Dataset excerpts on object pointing:
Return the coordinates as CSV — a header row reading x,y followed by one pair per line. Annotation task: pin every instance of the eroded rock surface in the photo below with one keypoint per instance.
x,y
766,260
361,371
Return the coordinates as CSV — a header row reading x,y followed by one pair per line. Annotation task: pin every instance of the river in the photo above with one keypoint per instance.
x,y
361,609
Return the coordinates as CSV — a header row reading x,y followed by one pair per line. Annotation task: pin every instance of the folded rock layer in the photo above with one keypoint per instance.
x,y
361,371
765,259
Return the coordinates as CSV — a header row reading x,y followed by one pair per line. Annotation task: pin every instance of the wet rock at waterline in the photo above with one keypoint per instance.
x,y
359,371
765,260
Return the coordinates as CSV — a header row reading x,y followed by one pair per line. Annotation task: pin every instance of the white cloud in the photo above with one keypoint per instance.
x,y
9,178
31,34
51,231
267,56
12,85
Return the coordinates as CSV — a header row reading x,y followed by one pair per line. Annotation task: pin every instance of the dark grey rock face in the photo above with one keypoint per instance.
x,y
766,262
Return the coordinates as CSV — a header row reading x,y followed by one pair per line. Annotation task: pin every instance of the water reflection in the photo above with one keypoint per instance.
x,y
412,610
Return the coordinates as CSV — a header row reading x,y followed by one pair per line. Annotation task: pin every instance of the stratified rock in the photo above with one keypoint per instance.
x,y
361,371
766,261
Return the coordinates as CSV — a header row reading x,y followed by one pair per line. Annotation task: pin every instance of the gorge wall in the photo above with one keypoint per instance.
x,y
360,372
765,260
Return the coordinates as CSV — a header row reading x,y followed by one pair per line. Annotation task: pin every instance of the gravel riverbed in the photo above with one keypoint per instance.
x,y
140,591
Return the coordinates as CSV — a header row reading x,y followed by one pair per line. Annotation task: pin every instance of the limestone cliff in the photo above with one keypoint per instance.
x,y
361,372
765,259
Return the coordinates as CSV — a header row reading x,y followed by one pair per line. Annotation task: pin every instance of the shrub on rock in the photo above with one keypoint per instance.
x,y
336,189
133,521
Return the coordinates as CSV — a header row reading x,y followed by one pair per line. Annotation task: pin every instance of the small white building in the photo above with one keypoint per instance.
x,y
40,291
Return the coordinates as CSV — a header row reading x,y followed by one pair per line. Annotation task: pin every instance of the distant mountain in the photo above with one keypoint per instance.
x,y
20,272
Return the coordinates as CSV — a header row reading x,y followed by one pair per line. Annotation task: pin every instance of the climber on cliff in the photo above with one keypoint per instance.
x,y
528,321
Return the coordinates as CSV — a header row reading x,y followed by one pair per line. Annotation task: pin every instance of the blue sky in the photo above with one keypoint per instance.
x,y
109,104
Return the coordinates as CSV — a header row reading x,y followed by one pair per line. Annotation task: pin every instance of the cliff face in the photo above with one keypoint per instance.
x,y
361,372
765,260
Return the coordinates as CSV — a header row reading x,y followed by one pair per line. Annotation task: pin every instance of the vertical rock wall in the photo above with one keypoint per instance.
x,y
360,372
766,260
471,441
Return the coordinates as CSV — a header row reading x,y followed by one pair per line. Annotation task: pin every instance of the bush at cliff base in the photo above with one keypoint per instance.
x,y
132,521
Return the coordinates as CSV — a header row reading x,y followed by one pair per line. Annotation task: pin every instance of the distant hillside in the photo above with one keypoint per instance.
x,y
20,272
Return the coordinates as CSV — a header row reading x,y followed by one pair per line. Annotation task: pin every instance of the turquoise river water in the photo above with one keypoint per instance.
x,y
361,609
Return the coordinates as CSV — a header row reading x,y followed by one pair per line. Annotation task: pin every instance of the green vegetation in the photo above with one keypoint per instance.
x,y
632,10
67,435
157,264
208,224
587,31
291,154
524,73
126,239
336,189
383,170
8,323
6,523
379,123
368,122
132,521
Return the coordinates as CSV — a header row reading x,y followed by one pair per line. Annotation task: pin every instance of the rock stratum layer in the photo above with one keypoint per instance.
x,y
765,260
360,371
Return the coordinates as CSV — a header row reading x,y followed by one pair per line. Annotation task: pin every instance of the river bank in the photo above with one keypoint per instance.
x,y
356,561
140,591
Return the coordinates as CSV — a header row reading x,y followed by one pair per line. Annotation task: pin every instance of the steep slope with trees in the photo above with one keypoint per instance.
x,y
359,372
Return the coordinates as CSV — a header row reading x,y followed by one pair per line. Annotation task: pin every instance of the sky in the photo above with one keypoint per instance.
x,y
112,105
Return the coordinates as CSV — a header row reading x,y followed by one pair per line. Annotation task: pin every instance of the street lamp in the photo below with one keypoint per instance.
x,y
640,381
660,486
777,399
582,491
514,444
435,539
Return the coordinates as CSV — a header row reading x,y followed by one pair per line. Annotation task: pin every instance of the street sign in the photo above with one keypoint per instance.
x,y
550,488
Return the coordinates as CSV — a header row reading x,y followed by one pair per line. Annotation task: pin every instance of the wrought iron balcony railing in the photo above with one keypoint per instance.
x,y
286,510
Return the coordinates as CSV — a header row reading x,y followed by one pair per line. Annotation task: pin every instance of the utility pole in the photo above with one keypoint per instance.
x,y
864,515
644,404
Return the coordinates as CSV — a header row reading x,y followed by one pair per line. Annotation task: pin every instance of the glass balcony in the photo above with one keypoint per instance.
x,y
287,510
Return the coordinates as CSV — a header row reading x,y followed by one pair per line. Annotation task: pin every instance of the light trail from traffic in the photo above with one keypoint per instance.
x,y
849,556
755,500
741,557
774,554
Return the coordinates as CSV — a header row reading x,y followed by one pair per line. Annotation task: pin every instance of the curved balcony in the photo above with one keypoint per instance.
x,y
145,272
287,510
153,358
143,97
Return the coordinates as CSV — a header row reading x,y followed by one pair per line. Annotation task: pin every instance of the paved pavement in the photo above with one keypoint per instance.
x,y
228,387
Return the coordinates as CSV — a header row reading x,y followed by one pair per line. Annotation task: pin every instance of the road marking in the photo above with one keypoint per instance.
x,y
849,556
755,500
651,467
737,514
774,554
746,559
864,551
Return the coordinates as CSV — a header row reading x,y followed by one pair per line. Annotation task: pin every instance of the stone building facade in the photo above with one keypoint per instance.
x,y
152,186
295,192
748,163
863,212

Instructions for the task
Return exactly, and only, the line containing "of the light" and every line after it through the end of the material.

Exercise response
Return the coordinates as CSV — a header row reading x,y followed by one pair per line. Annotation task: pin every instance of the light trail from traffic in the photo above with one keypoint per instance.
x,y
849,556
755,500
741,557
774,554
Return the coordinates as CSV — a header row reading x,y followed by one pair per line. Annotation task: pin every instance of the curved balcony in the photo above with one keypoint per instance.
x,y
145,272
287,510
153,358
143,97
Return the coordinates as CSV — a header row reading x,y followed by one pair per line. Annotation task: pin every instance of the paved pavement in the photo above with one keypoint per instance.
x,y
228,387
Return the coordinates as CSV — a header row reading x,y followed by one pair per line. Annotation task: pin every instance of the road marking in the photo above with one keypoint per instance.
x,y
849,556
755,500
651,467
737,514
774,554
746,559
864,551
Return the coordinates as CSV — a header row reading x,y followed by one pair per line. Annotation task: pin every instance of the stone building facade in the photo above with one keypoint per instance.
x,y
152,186
295,192
748,163
863,212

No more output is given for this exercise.